- Problem to solve
Begin at the line that contains "Guideline: for each instance of the white stork, the" and stop at the end of the entries, then turn those lines into a numbered list with any blank lines left out.

- Supplied records
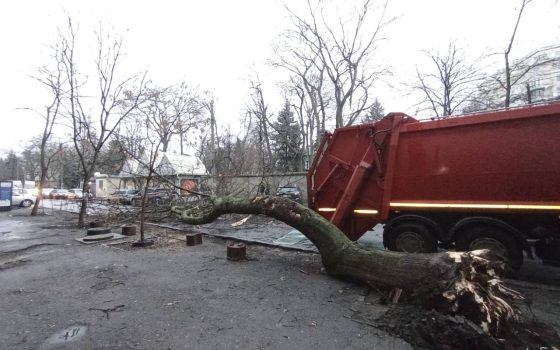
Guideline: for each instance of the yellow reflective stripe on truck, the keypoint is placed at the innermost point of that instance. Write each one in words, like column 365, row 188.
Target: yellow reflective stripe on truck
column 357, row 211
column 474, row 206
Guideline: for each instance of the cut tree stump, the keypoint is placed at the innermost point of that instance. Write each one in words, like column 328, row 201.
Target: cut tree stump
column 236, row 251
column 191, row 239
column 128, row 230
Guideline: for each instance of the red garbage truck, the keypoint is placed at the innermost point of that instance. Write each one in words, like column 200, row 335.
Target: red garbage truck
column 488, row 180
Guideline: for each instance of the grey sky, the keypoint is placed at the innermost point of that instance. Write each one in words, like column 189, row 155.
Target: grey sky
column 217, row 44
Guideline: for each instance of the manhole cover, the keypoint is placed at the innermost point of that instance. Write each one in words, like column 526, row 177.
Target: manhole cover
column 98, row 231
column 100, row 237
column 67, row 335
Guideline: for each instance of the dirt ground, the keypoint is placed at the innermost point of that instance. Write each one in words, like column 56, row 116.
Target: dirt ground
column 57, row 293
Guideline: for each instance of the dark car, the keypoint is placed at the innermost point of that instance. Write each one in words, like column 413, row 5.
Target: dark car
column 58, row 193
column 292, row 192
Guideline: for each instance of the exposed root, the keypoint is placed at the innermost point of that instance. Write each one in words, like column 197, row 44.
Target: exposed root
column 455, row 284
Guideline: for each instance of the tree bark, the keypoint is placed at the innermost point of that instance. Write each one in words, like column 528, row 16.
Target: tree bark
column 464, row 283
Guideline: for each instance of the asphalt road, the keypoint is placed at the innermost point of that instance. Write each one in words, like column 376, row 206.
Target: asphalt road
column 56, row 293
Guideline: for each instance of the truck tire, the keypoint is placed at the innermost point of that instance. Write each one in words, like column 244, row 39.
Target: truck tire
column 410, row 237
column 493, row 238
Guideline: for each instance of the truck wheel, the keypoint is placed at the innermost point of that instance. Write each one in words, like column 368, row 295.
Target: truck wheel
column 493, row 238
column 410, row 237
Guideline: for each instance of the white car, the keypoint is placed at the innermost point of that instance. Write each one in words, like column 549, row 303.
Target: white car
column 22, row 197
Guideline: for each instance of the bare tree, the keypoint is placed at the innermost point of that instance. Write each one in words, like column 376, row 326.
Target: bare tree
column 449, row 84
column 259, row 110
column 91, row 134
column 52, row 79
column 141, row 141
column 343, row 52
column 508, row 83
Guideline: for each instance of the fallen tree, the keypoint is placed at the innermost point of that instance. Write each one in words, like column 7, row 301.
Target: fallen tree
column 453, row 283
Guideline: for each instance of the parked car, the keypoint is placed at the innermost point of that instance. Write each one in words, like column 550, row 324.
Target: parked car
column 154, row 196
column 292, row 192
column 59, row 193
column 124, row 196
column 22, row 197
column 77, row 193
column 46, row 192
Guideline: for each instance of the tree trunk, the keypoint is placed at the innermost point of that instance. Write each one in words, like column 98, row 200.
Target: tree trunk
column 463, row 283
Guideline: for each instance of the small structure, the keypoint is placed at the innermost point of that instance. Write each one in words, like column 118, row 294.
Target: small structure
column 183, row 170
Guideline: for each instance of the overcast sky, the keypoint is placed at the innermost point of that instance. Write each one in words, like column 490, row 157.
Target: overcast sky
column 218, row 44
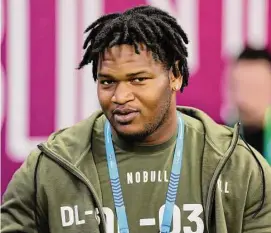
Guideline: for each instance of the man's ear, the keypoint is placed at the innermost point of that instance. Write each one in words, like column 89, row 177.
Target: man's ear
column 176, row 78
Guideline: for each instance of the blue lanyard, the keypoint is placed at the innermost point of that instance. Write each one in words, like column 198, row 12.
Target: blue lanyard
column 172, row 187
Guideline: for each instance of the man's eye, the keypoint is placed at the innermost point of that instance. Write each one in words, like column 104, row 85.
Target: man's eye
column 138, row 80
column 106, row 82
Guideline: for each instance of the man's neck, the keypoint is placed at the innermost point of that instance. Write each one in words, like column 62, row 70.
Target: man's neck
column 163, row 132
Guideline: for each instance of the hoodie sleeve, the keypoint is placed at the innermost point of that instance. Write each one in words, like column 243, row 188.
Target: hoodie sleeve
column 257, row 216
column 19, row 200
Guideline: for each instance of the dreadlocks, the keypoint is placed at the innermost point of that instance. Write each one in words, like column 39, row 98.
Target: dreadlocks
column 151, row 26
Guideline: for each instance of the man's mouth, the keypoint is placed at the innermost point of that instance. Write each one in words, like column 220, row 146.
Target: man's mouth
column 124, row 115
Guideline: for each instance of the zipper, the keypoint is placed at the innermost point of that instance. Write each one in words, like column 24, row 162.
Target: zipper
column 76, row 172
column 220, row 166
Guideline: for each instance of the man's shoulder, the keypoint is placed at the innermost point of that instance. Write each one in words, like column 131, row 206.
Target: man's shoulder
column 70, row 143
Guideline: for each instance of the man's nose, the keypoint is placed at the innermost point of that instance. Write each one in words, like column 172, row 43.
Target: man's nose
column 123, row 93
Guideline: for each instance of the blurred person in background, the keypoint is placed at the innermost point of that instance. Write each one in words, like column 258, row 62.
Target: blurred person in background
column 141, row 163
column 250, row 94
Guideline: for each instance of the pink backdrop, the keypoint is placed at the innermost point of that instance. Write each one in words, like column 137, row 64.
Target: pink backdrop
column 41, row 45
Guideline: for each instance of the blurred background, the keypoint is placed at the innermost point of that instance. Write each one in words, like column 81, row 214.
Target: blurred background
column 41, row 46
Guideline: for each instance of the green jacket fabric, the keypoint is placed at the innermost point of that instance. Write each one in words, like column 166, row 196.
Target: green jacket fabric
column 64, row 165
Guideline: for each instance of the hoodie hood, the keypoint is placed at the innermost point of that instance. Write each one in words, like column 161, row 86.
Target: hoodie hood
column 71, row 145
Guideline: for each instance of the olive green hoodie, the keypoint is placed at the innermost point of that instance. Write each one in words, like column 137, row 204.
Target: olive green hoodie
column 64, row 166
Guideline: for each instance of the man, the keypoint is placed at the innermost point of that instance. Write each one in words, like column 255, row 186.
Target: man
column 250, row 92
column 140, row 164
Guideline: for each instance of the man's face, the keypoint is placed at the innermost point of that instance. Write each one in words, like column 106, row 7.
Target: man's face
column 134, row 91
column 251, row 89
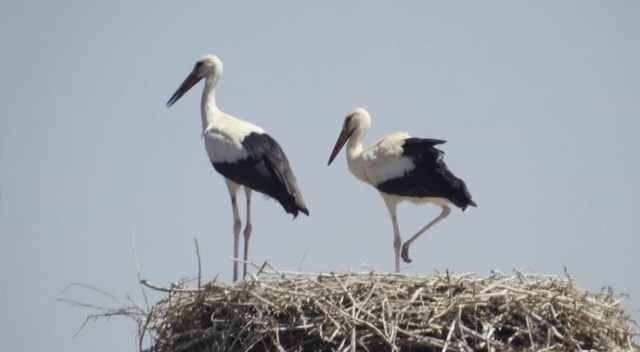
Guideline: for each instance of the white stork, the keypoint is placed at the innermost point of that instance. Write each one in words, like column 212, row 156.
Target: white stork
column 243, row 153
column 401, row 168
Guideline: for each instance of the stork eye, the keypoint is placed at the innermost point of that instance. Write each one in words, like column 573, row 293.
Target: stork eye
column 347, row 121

- The answer
1. Guideline: for each instance of the white stork, the keypoint is placed at the innermost point of that instance. Write each one in words, like column 212, row 156.
2. Target: white stork
3. column 243, row 153
4. column 401, row 168
5. Guideline: for each instance of the stork eye, the keypoint is placed at the innermost point of that instance. Write each one in words, like column 573, row 293.
6. Target: stork eye
7. column 347, row 121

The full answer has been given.